> [GIVEN DATA]:
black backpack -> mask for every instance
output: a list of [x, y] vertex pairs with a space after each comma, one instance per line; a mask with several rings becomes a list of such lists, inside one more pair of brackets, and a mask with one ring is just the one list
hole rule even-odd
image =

---

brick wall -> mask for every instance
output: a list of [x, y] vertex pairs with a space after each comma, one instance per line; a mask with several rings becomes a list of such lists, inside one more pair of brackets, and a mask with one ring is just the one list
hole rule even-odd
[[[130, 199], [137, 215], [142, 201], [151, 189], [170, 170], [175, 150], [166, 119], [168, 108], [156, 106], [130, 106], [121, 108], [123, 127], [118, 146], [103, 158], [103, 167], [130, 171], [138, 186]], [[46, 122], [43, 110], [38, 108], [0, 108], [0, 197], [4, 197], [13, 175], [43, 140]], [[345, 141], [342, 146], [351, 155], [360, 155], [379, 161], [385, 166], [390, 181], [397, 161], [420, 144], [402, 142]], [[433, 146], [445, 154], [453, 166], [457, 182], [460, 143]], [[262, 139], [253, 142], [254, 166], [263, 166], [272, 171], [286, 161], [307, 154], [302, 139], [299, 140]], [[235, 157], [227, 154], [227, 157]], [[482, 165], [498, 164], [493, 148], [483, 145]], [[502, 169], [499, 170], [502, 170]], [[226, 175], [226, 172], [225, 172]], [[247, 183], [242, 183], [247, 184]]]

--

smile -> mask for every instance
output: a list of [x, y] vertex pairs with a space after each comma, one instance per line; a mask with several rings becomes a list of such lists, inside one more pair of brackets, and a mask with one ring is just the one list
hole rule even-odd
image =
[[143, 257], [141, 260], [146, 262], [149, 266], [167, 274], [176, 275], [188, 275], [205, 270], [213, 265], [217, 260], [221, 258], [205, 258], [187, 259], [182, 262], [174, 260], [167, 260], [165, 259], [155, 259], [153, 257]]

> [TASK REQUIREMENTS]: Reproduce the listing starting at the line containing "brick wall -> mask for every instance" and ending at the line containing "183], [247, 184]]]", with "vertex pairs" changed to "point pairs" and everything else left intact.

> [SOLUTION]:
brick wall -> mask for every instance
output: a list of [x, y] point pairs with a space after each comma, one instance per line; a mask with several rings becomes a list of such lists, inside one more pair of brackets, and a mask with one ring is just the one list
hole rule even-odd
[[[130, 199], [137, 215], [142, 201], [151, 189], [170, 170], [175, 150], [166, 119], [168, 108], [156, 106], [130, 106], [121, 108], [123, 127], [118, 146], [103, 158], [103, 167], [130, 171], [138, 186]], [[46, 122], [43, 110], [38, 108], [0, 108], [0, 197], [4, 197], [13, 175], [43, 140]], [[345, 141], [342, 146], [351, 155], [360, 155], [379, 161], [385, 166], [390, 181], [397, 161], [420, 144], [402, 142]], [[433, 146], [445, 154], [453, 166], [457, 182], [460, 143]], [[262, 139], [253, 142], [254, 166], [263, 166], [272, 171], [286, 161], [307, 154], [302, 139], [299, 140]], [[235, 157], [227, 154], [227, 157]], [[482, 165], [498, 164], [493, 148], [483, 145]], [[502, 169], [499, 170], [502, 170]], [[226, 175], [226, 172], [225, 172]], [[247, 183], [242, 183], [247, 184]]]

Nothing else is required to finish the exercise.